**Problems to work on**
**1)** Answer these questions using the decorating post:
(a) How many yards of fabric will the drapes require?
(b) What was the listed price of the pair of chairs from SRQ Vintage, and how much was offered for them?
(c) Which company re-upholstered the chairs?
**2)** Write out the part of the decorating post that starts with "From start to" and goes on through "I love them!", word for word.

**Supplied text**
+-------+

We installed Blinds.com Malay Oak wooden romans in the guest room and will layer curtains on top. The blinds.com wooden romans are a great deal and this custom treatment cost only ~$290. The shades fit perfectly on the first try and the continuous loop cord is discreet and has a clean finish.
We will add Bird & Thistle curtains that match our Brunshwig & Fils wallpaper.
Layered over the wooden roman will be Bird & Thistle drapes in a traditional French Pleat, also known as “pinch pleat”, style. I am having the curtains made locally, in Chicago.
Rods are typically installed 4″ above the window frame, but we will need to install closer to the ceiling to align best with the window casing. This window is 63″ wide and 73″ including the trim. The length is approximately 106″. For this window I was advised that I should leave ~10 inches on each side of the window to provide enough space, but I am leaving only 3″ in addition to the molding since the molding is so wide. This will provide for 8″ on each side beyond the window glass for the drapes to bunch.
The drapes will require 12 yards of fabric. I will hang the drapes on loops and mount the rod directly onto the wood frame (I don’t want to mount on the wallpaper). Hopefully we can leave a few inches of fabric behind the loop and have enough to pull across given this configuration.
I am a big fan of the Chairish app and the great deals that are available there. Chairish is like a garage sale without leaving your home. The shipping costs can be a bit tricky, but overall there are some incredible finds on this platform. I recently nabbed two chairs for $315 on Chairish, had them re-upholstered in Colefax and Fowler Bowood fabric, and they are now like new!
The most important part of getting a good total value here is to pay as little as possible upfront. This helps to accommodate the high price of fabric and labor. Otherwise, you may be better off buying a brand new chair and providing your fabric direct to the manufacturer to upholster. Before I begin searching, I get a rough idea of the dimensions that I need the chair to be, then I sort by these dimensions. I am typically flagging (“hearting”) every chair that has a good shape and size and am not discriminating based on price (I always negotiate). A particularly good tip is to find slightly dirty or oddly colored chairs that generally won’t sell well – and bargain down. My first offer is always the lowest price the slider will allow, and then I see what happens.
In this case, I found a pair of great chairs from SRQ Vintage in Bradenton, Florida that were in perfect condition. They were listed for $595. I offered $315 and I got them. Off to a good start! Shipping was $369 which is really expensive, but I have since learned that if you speak to the seller you can get much less expensive shipping options.
The chairs were white-glove delivered to our home and were the perfect size and fit. However, they were missing swivels so I had our upholsterer add a new base. Comfort Upholstery did an amazing job re-upholstering these chairs quickly (and well) and picked up and delivered when complete.
From start to finish this project took 2 months total from the day I ordered (April 7) to the day the chairs were delivered from Chairish (May 9) to the day I sent to upholstery (May 18) to the day they returned (June 6) and I love them!
The chairs required 16 yards of fabric, but there was a good amount left over that has been sent away to be made into throw pillows!

+-------+

**Source excerpt**
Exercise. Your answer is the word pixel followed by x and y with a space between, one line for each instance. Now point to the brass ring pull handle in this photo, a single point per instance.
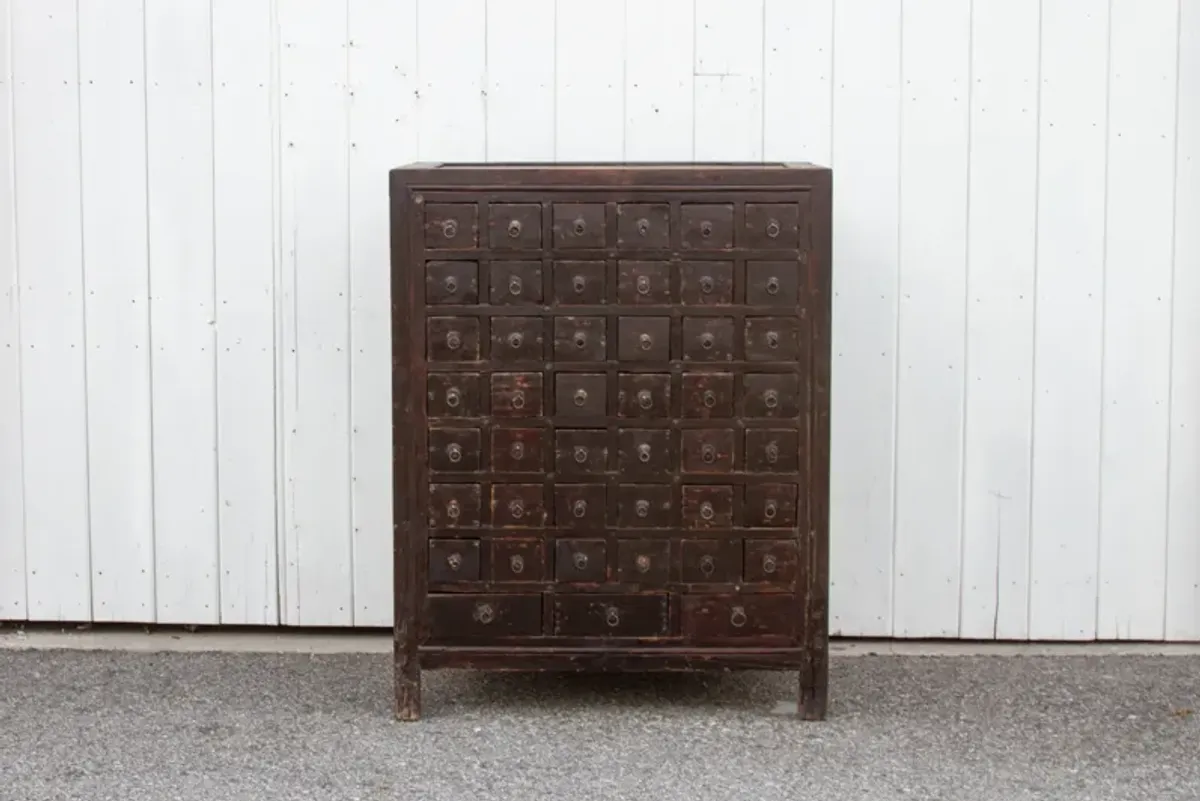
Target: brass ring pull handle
pixel 484 613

+-------+

**Answer list**
**1)**
(a) 12 yards.
(b) They were listed for $595, and $315 was offered.
(c) Comfort Upholstery.

**2)**
From start to finish this project took 2 months total from the day I ordered (April 7) to the day the chairs were delivered from Chairish (May 9) to the day I sent to upholstery (May 18) to the day they returned (June 6) and I love them!